Put the data from its start through the line holding "[(476, 193)]", inclusive, into a two-column CSV with the columns text and answer. Give one row per answer, with the text that comes before it, and put each value in a single quoted field with line breaks turned into spaces.

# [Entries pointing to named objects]

Start

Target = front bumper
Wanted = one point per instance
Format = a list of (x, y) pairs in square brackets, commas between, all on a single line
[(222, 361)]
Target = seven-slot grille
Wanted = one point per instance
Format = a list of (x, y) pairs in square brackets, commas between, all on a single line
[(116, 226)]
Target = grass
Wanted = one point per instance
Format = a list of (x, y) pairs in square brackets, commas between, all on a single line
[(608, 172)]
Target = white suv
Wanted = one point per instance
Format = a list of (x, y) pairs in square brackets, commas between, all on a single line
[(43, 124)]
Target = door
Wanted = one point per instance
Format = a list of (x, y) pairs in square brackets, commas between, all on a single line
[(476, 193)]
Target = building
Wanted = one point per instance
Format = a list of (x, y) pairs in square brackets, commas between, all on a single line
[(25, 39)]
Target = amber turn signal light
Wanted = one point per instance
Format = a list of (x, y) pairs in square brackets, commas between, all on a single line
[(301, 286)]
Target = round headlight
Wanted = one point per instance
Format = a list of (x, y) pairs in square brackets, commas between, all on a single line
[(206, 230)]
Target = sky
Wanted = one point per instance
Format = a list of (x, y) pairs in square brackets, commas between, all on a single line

End

# [RESPONSE TO THE EXERCISE]
text,answer
"Target = front bumper Wanted = one point per instance Format = a list of (x, y) pairs in square brackets, commas between, all on a single line","[(222, 361)]"
"Target = seven-slot grille Wanted = one point per instance Format = a list of (x, y) pairs in square brackets, commas between, all on a single line","[(116, 226)]"
"Target = grass Wanted = one point per instance Format = a list of (x, y) pairs in square brackets, commas between, all on a single line","[(608, 172)]"
"Target = white suv Wanted = one point per instance Format = a list of (x, y) pairs in square brackets, commas between, all on a single line","[(43, 124)]"
"Target = door Wanted = one point per instance Format = a list of (x, y) pairs in square brackets, commas between, all on a single line","[(476, 193)]"